In the blog entry "Old Timers Then and Now," edit the passage that begins at the words "Thursday, January 07, 2010" and stops after "some surprising places." so that "shoulder" replaces "knee".

— Document excerpt —

○ ○ ○ ○

Thursday, January 07, 2010

Old Timers Then and Now



Being incarcerated in this Tokyo hospital while recuperating knee surgery has given me the benefit of having time to think and reflect; mostly that’s a good thing but with this much time my thoughts have taken me to some surprising places.

Ever since I was a boy, since that time I took those first baby steps into the world of music and especially since the realm of brass playing became part of my consciousness, I have maintained an eye toward the future, which I immodestly would call vision. It was a natural thing to think that way then; brass playing was less evolved than the other instrumental families and tuba was truly at the infancy its evolution, that evolution that was destined to be unique in music history.

○ ○ ○ ○

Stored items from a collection

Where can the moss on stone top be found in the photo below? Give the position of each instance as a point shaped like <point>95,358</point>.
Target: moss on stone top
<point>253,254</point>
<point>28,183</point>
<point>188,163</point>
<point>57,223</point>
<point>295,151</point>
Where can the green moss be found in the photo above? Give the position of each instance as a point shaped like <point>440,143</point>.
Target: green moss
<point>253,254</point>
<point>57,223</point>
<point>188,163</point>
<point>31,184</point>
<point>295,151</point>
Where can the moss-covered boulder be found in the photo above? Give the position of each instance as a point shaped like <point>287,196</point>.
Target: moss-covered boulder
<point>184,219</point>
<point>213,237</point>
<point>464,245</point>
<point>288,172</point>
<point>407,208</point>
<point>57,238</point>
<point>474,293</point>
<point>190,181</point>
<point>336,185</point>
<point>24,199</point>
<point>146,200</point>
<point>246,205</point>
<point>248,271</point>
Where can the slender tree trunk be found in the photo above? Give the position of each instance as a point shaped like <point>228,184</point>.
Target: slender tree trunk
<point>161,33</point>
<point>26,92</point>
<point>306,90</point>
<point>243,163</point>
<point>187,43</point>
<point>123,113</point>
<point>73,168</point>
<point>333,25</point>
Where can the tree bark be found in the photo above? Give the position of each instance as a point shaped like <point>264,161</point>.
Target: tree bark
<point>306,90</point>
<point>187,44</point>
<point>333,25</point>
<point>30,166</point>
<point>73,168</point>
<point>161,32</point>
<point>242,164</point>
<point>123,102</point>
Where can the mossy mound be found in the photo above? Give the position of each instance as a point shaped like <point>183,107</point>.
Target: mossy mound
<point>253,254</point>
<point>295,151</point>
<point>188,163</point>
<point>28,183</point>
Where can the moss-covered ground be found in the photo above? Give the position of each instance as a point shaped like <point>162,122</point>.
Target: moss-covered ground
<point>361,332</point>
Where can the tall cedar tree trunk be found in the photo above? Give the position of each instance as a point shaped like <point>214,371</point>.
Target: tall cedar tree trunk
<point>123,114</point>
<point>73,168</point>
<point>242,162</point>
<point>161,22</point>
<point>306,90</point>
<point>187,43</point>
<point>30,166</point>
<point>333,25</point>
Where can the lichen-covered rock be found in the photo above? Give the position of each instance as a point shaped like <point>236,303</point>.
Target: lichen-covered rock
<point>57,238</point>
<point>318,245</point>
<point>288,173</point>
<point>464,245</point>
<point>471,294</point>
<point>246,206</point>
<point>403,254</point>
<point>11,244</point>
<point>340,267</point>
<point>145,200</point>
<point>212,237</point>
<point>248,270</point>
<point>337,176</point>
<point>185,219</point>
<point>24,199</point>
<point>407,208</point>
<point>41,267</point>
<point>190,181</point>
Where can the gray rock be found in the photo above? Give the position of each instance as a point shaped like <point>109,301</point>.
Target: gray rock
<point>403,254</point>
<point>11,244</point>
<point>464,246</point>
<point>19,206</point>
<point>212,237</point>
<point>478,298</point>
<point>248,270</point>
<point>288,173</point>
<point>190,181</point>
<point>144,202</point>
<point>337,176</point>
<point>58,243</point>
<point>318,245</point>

○ ○ ○ ○

— Answer to this exercise —
Thursday, January 07, 2010

Old Timers Then and Now



Being incarcerated in this Tokyo hospital while recuperating shoulder surgery has given me the benefit of having time to think and reflect; mostly that’s a good thing but with this much time my thoughts have taken me to some surprising places.